• **Given instruction**
Write out exactly the lines running from the line that includes "Please point out the church" to the end of the data, both ends included, and nothing besides.

• **Provided data**
.....

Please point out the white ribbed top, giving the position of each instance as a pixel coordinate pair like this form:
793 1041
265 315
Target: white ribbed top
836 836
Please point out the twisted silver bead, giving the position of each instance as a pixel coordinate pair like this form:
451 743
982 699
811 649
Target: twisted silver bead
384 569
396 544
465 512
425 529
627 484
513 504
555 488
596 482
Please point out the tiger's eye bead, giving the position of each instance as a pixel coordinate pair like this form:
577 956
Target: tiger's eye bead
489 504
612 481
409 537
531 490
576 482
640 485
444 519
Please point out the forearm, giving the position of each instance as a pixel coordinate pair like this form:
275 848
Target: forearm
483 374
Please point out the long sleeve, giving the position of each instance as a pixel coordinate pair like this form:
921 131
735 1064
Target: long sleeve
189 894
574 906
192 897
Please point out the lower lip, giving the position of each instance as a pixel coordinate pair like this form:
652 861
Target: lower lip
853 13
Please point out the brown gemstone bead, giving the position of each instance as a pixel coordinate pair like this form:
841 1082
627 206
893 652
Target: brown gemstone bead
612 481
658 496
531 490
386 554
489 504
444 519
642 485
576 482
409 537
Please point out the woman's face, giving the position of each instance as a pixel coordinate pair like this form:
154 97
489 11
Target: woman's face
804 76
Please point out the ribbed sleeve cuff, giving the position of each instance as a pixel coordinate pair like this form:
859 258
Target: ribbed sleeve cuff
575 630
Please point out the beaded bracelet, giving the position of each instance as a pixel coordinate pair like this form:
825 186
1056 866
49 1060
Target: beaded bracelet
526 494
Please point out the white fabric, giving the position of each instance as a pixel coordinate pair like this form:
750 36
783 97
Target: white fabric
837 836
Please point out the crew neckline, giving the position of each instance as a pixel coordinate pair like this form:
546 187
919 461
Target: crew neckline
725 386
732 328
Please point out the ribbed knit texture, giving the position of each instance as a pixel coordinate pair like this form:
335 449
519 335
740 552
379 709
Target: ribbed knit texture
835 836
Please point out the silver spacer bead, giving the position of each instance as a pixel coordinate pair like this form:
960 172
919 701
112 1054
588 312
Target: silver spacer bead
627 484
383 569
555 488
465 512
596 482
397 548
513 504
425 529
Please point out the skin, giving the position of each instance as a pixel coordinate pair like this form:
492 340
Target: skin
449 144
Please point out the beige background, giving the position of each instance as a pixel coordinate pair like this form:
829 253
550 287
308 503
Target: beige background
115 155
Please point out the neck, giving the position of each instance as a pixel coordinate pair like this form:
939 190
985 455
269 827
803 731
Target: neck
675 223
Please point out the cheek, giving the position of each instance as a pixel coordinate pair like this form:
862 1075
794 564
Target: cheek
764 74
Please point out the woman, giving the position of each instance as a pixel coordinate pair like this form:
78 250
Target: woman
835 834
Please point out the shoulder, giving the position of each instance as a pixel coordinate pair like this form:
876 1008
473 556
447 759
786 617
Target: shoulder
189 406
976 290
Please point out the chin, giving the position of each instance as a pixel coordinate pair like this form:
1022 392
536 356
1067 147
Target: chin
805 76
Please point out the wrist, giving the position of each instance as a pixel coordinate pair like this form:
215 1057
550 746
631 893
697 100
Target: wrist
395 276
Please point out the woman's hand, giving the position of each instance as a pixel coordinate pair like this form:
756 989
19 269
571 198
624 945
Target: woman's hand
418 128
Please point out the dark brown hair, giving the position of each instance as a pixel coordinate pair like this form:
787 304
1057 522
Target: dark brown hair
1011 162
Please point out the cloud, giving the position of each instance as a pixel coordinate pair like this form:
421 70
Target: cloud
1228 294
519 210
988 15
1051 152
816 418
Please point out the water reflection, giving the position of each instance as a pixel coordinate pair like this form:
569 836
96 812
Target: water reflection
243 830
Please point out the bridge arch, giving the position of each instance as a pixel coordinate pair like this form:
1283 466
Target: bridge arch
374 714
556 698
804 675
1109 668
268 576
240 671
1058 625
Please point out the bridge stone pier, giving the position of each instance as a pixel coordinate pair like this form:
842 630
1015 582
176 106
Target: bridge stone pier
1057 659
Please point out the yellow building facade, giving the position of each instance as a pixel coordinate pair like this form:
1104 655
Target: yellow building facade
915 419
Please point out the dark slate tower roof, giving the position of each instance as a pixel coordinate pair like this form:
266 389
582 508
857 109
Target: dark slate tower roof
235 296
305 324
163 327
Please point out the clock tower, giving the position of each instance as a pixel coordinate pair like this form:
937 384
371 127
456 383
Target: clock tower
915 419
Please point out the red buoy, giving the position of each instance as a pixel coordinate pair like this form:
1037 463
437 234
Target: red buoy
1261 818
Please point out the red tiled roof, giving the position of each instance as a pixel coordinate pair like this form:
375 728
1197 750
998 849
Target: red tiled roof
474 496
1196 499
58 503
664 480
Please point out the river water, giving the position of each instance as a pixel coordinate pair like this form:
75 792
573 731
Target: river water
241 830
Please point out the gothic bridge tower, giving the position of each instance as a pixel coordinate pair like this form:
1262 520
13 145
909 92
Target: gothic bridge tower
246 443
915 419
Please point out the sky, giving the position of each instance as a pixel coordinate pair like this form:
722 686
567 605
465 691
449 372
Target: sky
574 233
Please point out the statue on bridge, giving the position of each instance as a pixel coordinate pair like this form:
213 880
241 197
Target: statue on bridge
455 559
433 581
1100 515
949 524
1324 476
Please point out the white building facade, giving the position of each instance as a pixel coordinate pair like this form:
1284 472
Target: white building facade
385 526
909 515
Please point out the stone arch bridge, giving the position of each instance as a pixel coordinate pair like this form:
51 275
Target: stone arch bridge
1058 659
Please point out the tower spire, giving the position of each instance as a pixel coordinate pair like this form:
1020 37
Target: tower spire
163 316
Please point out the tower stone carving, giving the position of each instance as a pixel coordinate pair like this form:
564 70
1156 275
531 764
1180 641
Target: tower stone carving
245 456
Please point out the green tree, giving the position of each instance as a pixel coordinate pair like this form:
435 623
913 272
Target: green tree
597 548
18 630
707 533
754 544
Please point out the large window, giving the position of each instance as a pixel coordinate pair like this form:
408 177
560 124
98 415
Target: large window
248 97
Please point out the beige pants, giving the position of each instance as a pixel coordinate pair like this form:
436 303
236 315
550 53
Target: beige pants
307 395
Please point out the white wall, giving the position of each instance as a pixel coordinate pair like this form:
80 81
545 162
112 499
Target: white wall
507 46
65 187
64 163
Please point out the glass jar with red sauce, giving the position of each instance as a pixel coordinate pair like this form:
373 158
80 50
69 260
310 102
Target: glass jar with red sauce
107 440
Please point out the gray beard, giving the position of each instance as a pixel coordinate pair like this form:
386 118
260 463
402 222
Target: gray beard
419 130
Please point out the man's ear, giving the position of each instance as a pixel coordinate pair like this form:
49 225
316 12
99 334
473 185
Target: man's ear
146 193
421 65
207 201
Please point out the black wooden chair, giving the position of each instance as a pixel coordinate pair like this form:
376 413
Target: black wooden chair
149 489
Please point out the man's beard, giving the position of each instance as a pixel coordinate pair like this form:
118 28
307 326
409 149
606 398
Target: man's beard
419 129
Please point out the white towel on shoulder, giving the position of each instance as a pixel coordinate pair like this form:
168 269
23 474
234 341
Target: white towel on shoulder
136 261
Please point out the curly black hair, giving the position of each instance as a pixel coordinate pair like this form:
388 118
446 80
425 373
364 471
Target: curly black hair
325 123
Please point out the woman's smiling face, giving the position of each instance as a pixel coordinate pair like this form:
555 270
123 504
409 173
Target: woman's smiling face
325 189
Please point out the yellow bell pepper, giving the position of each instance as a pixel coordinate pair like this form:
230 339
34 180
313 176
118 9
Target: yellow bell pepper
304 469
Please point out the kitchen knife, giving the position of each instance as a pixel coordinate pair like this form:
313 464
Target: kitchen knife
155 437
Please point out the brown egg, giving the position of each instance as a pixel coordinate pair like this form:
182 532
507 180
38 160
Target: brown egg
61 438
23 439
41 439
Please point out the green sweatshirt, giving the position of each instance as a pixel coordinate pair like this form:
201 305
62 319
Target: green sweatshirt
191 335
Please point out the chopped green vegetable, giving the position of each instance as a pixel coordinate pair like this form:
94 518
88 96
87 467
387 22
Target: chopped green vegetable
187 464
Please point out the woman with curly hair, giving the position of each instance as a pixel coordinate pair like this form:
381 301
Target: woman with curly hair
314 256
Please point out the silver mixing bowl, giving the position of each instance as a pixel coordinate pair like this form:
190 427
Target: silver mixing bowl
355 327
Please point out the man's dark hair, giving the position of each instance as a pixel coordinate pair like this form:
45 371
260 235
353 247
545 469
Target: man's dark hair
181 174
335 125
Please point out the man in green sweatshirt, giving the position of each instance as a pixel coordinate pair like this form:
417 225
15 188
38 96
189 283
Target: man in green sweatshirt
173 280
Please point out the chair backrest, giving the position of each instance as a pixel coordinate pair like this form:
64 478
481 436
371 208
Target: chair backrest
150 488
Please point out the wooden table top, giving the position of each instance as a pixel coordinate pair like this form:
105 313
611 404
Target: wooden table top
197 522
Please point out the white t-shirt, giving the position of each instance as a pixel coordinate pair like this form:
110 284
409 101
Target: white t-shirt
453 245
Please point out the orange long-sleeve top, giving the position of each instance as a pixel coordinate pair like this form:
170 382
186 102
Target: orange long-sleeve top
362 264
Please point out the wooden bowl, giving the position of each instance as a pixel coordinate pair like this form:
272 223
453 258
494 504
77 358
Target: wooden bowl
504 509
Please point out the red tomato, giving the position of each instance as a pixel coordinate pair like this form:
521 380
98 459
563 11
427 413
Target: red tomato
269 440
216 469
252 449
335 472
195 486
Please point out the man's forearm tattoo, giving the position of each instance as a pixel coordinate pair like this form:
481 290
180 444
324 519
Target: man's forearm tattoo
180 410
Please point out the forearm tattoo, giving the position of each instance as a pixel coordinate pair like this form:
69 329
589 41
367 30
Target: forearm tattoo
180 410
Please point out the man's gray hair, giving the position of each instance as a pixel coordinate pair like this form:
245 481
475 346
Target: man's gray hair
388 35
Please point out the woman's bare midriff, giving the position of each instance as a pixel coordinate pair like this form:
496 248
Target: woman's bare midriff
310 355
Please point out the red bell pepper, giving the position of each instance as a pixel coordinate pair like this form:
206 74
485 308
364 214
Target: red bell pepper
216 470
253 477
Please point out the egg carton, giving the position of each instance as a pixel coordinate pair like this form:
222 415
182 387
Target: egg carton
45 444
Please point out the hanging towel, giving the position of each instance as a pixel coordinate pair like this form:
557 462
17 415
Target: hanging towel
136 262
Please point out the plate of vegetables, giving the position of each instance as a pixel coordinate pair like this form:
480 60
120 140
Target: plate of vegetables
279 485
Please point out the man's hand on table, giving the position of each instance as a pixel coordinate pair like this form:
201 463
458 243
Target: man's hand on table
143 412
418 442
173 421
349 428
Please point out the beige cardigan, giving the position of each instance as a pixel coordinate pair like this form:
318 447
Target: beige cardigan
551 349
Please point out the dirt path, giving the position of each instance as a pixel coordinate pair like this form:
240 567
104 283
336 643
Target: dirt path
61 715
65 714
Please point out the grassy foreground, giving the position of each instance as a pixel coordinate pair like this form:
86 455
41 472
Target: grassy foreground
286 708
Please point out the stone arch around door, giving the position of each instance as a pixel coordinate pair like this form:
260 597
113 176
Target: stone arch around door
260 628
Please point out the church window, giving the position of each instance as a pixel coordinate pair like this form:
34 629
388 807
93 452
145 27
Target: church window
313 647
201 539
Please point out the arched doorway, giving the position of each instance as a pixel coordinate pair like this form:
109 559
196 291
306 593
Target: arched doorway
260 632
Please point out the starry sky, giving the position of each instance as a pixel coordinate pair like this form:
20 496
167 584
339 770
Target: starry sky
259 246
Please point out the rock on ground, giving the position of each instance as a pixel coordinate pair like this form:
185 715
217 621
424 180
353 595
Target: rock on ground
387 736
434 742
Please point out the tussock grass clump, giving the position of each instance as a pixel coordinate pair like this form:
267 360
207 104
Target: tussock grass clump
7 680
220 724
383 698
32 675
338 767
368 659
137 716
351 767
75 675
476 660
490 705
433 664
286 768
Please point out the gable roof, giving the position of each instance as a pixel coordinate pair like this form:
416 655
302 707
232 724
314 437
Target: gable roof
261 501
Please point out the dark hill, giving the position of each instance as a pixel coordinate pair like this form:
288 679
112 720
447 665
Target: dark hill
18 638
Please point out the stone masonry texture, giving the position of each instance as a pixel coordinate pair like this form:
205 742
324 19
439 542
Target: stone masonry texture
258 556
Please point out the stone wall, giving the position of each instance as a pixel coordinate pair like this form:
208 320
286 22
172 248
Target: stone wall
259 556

.....

• **Worked solution**
Please point out the church window, giving the position of each instance as a pixel coordinate pair like this form:
34 629
388 807
93 452
145 27
Target: church window
313 647
201 539
Please point out the arched doorway, giving the position of each instance as a pixel coordinate pair like this form:
109 559
196 291
306 593
Target: arched doorway
260 632
Please point out the starry sky, giving the position of each instance as a pixel coordinate pair like this form:
20 496
167 584
339 770
Target: starry sky
259 246
Please point out the rock on ground, giving the position of each instance as a pixel coordinate pair like this form:
185 715
217 621
424 180
353 595
Target: rock on ground
387 736
434 742
Please point out the tussock grass clump, giving the position of each instance as a pixel coordinate pair like this form:
267 360
207 104
Target: tussock grass clump
7 680
220 724
383 698
32 675
338 767
368 659
137 716
351 767
75 675
476 660
490 705
433 664
286 768
Please point out the gable roof, giving the position of each instance as a pixel coordinate pair like this form:
416 655
302 707
232 724
314 437
Target: gable roof
261 501
Please point out the dark hill, giving the position of each instance as a pixel coordinate pair like this form:
288 679
112 720
447 665
Target: dark hill
18 638
Please point out the stone masonry texture, giving the position of each instance as a pixel coordinate pair like this form:
205 742
324 19
439 542
Target: stone masonry texture
258 556
Please point out the stone wall, giving the position of each instance as a pixel coordinate pair like this form:
208 320
286 22
172 248
Target: stone wall
259 556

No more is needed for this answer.